Material shown
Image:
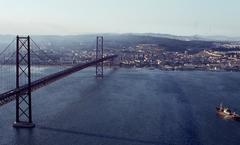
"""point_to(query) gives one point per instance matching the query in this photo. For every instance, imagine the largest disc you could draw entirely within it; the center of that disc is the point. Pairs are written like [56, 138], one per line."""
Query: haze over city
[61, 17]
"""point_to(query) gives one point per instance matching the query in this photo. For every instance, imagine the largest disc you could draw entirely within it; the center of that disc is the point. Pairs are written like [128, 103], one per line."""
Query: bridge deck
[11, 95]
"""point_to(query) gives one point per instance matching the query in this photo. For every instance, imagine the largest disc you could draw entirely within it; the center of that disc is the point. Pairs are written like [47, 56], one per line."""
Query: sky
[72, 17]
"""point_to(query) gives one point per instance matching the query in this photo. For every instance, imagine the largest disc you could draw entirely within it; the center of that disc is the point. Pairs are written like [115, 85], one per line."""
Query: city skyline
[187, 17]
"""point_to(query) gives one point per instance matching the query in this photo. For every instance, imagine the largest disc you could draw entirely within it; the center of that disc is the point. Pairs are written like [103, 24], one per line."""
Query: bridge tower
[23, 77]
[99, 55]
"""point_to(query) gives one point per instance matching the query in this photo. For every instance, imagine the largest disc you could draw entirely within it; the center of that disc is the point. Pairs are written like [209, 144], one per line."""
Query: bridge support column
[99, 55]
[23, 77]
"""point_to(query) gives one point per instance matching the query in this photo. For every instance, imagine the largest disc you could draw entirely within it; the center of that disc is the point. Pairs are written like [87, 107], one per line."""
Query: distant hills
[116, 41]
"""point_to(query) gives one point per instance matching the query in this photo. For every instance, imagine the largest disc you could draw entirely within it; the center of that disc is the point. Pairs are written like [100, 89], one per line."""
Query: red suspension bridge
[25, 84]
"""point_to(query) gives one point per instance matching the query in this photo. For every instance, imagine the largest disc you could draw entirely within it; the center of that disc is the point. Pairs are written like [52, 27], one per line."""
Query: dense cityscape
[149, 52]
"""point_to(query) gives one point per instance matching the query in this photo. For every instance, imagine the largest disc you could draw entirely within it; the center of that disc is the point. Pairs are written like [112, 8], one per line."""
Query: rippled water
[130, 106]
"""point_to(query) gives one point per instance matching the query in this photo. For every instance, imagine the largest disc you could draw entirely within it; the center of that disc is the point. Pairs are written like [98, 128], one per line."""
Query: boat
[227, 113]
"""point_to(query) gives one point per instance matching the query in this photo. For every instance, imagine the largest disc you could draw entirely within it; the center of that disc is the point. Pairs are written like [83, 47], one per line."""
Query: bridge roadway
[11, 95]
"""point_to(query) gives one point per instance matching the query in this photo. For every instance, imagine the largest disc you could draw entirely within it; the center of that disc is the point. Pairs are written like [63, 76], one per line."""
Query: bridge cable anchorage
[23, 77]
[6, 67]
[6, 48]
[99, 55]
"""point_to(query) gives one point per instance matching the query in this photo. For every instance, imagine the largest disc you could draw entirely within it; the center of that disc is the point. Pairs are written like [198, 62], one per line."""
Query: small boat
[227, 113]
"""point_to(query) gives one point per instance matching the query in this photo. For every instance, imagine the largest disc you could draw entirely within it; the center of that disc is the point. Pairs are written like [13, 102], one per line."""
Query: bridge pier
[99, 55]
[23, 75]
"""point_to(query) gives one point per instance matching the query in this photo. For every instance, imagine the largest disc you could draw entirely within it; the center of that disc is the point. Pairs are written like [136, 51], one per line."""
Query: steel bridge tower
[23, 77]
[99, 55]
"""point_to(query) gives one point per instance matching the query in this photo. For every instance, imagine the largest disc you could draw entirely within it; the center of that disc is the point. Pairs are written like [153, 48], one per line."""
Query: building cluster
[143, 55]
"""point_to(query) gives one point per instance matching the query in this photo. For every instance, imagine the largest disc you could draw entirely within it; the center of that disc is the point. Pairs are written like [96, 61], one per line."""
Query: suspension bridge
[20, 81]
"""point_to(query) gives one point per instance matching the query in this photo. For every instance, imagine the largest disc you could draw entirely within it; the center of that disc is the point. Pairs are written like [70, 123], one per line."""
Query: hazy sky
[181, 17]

* * *

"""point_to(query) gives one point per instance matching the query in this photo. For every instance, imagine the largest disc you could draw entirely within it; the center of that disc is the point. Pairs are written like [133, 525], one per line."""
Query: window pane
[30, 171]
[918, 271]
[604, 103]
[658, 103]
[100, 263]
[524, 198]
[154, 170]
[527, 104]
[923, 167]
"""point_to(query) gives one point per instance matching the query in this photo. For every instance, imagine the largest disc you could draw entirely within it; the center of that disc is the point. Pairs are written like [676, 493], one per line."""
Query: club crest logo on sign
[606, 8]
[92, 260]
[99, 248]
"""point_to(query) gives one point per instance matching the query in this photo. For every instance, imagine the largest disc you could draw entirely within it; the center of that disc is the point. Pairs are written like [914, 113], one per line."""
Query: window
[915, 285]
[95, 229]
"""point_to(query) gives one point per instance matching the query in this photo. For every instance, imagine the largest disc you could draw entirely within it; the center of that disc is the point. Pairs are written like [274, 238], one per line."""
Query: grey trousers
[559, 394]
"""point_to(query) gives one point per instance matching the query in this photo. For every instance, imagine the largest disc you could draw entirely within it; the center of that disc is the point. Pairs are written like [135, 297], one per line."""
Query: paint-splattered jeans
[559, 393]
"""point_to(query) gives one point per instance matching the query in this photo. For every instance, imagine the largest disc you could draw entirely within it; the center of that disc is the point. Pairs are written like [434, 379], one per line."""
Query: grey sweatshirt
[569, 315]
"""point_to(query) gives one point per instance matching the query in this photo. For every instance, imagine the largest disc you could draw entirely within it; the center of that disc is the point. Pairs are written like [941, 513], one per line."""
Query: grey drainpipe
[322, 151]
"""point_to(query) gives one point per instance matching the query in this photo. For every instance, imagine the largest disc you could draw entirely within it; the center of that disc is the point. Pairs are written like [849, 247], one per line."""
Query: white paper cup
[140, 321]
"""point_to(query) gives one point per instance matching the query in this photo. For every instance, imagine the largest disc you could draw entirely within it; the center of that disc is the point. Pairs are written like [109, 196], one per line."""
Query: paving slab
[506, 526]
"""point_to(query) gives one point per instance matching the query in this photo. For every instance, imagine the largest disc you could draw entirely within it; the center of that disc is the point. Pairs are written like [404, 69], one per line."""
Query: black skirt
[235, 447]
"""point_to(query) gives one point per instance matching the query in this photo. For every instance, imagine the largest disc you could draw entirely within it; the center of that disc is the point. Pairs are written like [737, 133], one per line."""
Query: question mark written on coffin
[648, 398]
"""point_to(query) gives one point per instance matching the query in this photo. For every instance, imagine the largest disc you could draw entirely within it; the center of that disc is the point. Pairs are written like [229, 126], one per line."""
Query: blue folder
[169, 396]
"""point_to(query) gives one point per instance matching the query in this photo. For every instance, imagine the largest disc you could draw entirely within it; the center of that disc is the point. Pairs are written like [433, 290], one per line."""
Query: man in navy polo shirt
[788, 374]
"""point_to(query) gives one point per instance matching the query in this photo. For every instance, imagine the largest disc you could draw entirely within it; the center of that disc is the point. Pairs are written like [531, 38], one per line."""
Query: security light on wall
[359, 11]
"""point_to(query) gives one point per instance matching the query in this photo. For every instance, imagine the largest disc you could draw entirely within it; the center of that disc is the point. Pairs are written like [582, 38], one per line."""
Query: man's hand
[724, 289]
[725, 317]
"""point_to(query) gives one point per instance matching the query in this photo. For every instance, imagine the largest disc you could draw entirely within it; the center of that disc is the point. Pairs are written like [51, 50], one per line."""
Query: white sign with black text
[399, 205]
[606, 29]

---

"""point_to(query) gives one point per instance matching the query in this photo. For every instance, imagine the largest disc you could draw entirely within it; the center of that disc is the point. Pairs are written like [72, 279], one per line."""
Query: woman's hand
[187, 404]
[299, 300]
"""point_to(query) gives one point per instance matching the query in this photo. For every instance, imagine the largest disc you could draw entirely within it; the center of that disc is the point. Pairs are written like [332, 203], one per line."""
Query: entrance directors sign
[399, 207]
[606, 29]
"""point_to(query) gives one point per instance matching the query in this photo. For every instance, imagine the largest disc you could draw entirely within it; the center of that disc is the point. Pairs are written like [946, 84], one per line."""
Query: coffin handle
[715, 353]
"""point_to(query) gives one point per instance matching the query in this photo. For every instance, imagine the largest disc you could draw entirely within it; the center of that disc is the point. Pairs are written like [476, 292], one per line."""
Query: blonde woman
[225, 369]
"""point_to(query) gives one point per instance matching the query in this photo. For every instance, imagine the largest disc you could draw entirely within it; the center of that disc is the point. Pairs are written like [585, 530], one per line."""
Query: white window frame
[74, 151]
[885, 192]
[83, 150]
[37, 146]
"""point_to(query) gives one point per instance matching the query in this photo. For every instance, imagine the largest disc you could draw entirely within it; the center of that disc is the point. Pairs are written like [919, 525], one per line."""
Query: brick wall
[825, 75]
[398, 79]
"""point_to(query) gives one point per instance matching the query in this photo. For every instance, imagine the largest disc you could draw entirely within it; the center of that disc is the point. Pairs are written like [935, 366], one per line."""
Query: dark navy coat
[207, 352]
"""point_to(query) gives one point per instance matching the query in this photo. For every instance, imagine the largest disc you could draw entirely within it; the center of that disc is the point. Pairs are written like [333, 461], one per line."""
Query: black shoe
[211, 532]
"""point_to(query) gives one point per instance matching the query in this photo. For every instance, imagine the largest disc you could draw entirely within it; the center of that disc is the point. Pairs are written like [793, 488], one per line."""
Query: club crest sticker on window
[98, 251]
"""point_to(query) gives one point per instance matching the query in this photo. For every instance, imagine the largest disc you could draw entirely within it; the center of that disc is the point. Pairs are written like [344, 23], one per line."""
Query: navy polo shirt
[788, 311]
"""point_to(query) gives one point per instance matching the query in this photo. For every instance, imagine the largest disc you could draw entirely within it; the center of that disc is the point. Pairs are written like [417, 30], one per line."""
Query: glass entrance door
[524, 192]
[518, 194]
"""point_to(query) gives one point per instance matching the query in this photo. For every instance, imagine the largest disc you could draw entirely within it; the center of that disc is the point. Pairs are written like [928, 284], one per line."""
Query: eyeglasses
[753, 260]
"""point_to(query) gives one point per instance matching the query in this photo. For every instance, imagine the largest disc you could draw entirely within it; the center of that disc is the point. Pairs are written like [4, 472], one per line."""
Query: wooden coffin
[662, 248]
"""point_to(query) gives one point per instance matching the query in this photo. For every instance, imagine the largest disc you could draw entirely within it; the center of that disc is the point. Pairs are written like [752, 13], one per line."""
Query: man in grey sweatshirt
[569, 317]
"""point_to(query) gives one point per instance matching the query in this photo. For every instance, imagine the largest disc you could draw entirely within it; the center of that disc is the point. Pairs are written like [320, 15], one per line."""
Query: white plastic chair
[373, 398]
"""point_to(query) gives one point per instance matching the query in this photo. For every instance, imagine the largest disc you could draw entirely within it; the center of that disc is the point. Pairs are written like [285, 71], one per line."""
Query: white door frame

The request
Print the records from the line containing "[344, 23], one" through the line containing "Query: white door frame", with both of those lines included, copying each one exactly.

Solution
"""point_to(query) gives one point per instance matching the query in this photo. For every instance, imagine the largest disc you could draw entirely within it; the center of that disc is the point. Pairs are written like [344, 23], one per line."""
Query: navy polo shirt
[788, 311]
"""point_to(query) gives one point per instance matching the query in this photo. For every instance, imagine the largest disc you could draw entirely within it; the center of that disc is the point. Pairs are written like [417, 30], one per line."""
Query: glass entrance door
[524, 192]
[518, 194]
"""point_to(query) gives one point per instance matching the query in this photo. For every instance, imagine the largest disc you could draw entirely within it; the center of that disc is the point. Pairs are written like [928, 284], one per line."""
Query: eyeglasses
[753, 260]
"""point_to(query) gives one point per instance matching the query in this photo. For every instance, imagine the largest disc you could draw entirely within it; the center of that disc is the point. Pairs are written like [4, 472], one per line."""
Query: wooden coffin
[662, 248]
"""point_to(query) gives one point per instance matching the query in this photo. For every instance, imagine the largest disc you could draw entirely within it; the center of that disc is the point. Pairs are written like [752, 13], one per line."""
Query: man in grey sweatshirt
[569, 317]
"""point_to(query) gives one point per instance matching the query in this photo. For every instance, imagine the largest disc you could draw entirely within it; the center of that disc is the point. Pairs are written like [320, 15], one per line."""
Query: white plastic chair
[373, 398]
"""point_to(query) gives one point per instance matching the query in this photo. For every instance, imagine the largest disc you could draw entirely within it; the center of that disc is the point. Pairs are written like [285, 71], one per line."""
Query: white door frame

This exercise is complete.